=== EXTRACTED DATA ===

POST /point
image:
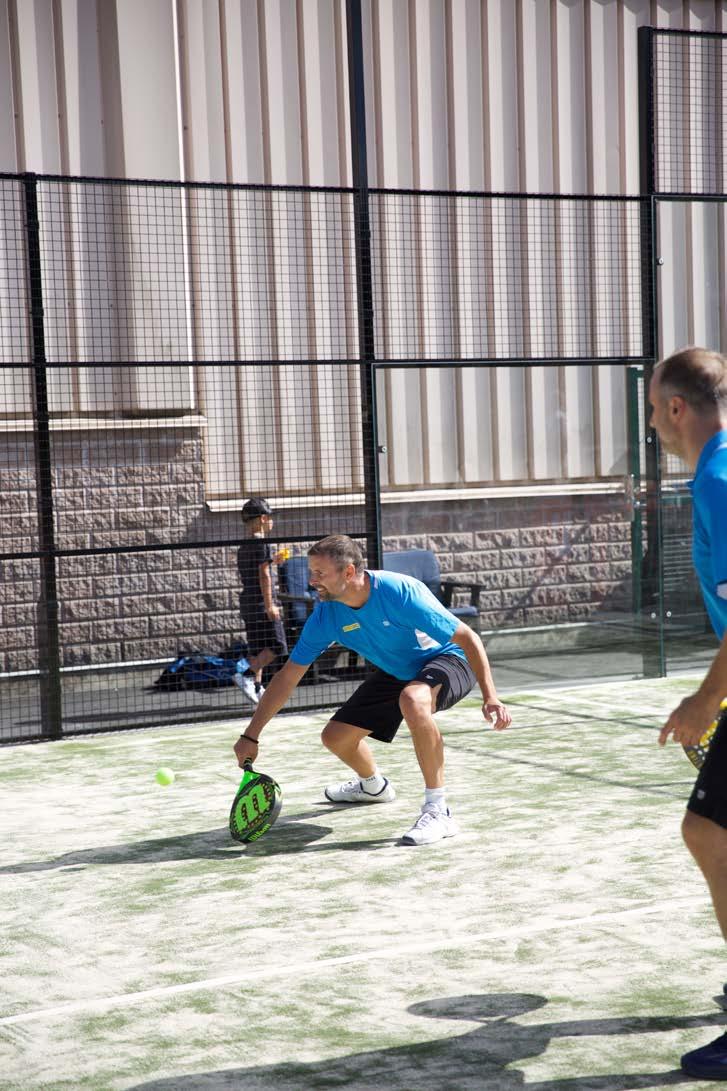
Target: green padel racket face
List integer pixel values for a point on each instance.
(257, 805)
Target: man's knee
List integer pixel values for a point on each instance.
(340, 738)
(416, 699)
(705, 840)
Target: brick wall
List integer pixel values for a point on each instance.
(541, 560)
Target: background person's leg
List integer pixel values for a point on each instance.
(707, 843)
(417, 704)
(348, 743)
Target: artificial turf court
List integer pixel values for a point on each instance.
(563, 942)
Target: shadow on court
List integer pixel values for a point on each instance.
(476, 1059)
(287, 837)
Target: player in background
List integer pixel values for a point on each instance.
(259, 606)
(426, 661)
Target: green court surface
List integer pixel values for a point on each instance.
(563, 942)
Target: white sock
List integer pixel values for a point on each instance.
(373, 783)
(437, 798)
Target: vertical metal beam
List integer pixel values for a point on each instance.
(47, 607)
(652, 584)
(364, 280)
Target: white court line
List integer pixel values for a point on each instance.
(95, 1005)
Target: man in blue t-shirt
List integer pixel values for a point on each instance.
(688, 394)
(426, 661)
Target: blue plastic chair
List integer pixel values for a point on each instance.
(422, 564)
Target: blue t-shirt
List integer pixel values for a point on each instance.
(398, 628)
(710, 528)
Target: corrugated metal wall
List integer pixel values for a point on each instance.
(495, 95)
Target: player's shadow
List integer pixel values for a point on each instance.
(476, 1059)
(287, 836)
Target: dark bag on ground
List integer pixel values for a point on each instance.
(198, 672)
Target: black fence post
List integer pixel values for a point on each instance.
(652, 566)
(47, 607)
(364, 282)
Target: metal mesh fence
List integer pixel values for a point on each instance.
(690, 126)
(468, 277)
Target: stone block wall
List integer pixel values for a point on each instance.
(541, 560)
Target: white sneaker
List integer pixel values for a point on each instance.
(352, 791)
(432, 825)
(247, 684)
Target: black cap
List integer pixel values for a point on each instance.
(254, 507)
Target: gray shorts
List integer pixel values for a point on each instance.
(374, 706)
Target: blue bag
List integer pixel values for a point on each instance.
(198, 672)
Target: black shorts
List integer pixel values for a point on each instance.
(263, 633)
(374, 706)
(708, 796)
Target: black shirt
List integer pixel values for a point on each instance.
(250, 555)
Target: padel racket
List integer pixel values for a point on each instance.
(698, 753)
(257, 805)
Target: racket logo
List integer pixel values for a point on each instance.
(255, 806)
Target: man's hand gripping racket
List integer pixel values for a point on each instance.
(680, 724)
(257, 805)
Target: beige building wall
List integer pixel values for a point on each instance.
(536, 96)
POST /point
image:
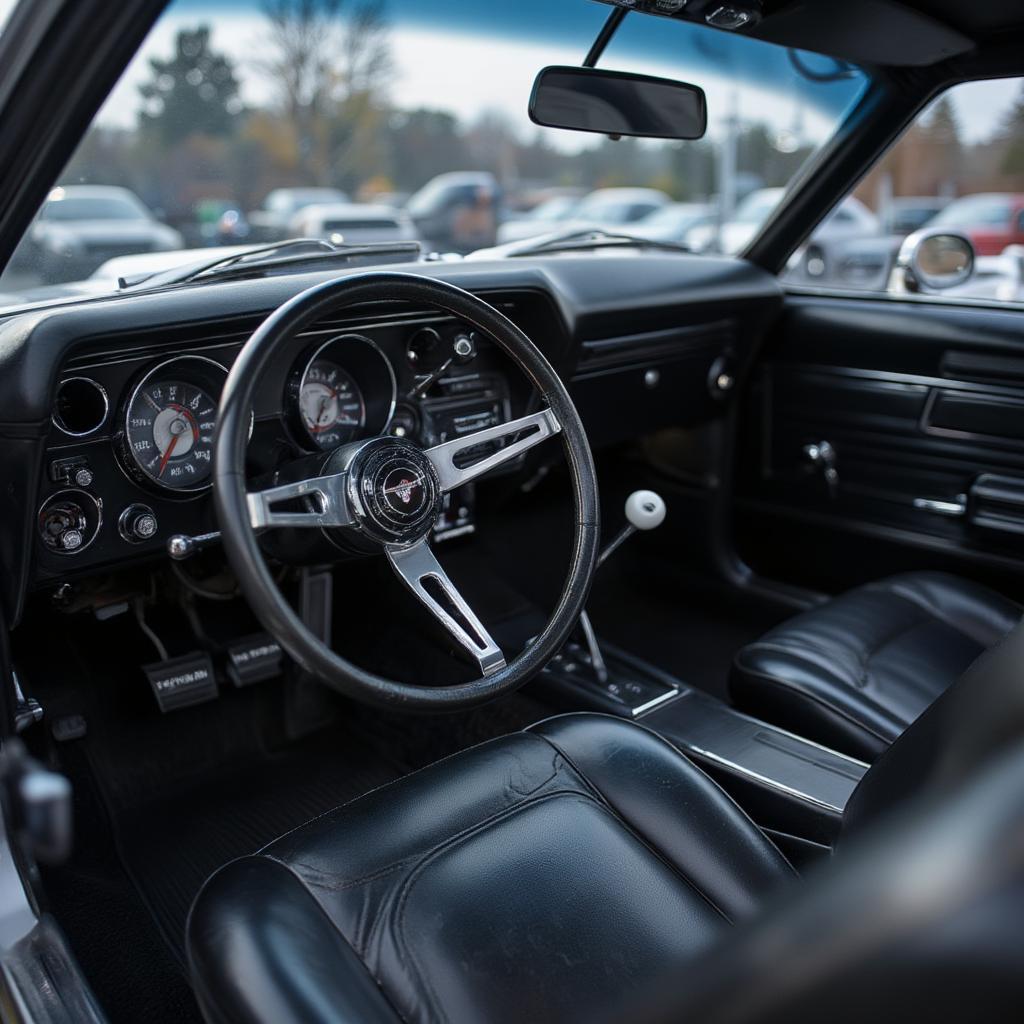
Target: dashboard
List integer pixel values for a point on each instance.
(111, 406)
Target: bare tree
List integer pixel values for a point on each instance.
(330, 60)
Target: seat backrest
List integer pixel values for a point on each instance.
(971, 723)
(920, 916)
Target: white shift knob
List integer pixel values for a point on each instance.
(645, 509)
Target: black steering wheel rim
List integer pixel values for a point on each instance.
(240, 539)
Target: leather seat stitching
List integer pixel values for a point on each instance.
(790, 688)
(378, 788)
(600, 798)
(416, 873)
(380, 984)
(920, 601)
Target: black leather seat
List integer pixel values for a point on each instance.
(534, 878)
(585, 870)
(855, 672)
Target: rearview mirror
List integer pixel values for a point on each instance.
(614, 102)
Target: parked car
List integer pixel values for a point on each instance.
(990, 220)
(612, 209)
(905, 214)
(317, 705)
(850, 219)
(81, 226)
(270, 221)
(457, 211)
(673, 222)
(545, 217)
(353, 222)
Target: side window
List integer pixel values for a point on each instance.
(957, 170)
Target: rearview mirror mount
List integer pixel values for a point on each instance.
(615, 102)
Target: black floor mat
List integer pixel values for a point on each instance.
(170, 848)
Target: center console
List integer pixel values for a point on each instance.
(794, 788)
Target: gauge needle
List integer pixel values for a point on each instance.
(167, 455)
(404, 483)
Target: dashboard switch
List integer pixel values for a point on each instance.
(73, 471)
(137, 523)
(69, 521)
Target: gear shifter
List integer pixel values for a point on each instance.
(644, 510)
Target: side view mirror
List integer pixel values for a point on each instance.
(932, 260)
(614, 102)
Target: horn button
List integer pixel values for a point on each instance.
(394, 492)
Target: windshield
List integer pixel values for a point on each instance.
(991, 210)
(755, 209)
(236, 115)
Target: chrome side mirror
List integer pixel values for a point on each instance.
(932, 260)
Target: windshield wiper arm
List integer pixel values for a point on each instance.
(292, 251)
(590, 238)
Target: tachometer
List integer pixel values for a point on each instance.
(341, 391)
(331, 403)
(169, 424)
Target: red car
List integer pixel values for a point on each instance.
(990, 220)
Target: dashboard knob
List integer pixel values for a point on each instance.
(137, 523)
(464, 347)
(645, 509)
(64, 525)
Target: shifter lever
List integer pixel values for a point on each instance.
(644, 510)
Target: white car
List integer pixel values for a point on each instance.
(269, 222)
(81, 226)
(674, 222)
(353, 223)
(544, 218)
(850, 219)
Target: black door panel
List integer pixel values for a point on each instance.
(924, 409)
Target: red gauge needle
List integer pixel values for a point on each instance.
(188, 420)
(167, 455)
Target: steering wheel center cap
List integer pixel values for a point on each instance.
(394, 492)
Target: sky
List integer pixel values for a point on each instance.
(470, 55)
(476, 58)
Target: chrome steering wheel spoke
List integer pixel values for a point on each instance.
(534, 428)
(422, 573)
(326, 494)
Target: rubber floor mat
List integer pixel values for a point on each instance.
(170, 848)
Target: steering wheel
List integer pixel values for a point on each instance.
(387, 493)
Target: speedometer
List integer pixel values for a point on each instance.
(169, 424)
(331, 403)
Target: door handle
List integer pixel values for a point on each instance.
(952, 509)
(821, 457)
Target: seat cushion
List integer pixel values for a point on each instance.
(534, 878)
(855, 672)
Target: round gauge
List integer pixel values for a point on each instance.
(343, 390)
(169, 424)
(331, 404)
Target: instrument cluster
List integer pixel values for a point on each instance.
(131, 446)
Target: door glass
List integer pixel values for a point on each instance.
(958, 171)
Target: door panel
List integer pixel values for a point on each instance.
(923, 407)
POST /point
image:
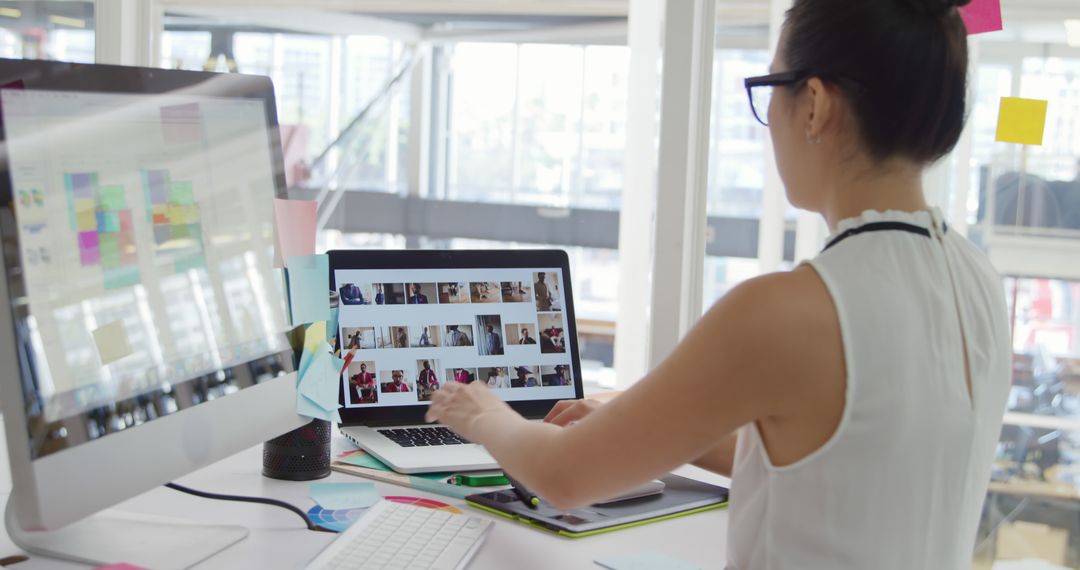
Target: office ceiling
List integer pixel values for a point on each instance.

===

* EXERCISE REQUIREMENTS
Rewrite the entries from the line that contains "Target: instrument cluster" through the end of the entries, putting "office floor" wherever "office ceiling" appears and leaving everything else the same. Leave the pictures out of your answer.

* OUTPUT OF THE TASK
Target: instrument cluster
List integer pixel values for a point on each instance.
(131, 446)
Target: door glass
List integer pixel values for a point on each instance.
(958, 171)
Target: door panel
List integer pixel values for a point on each instance.
(923, 407)
POST /point
image:
Target: office floor
List integer pixel values for a point on each instance.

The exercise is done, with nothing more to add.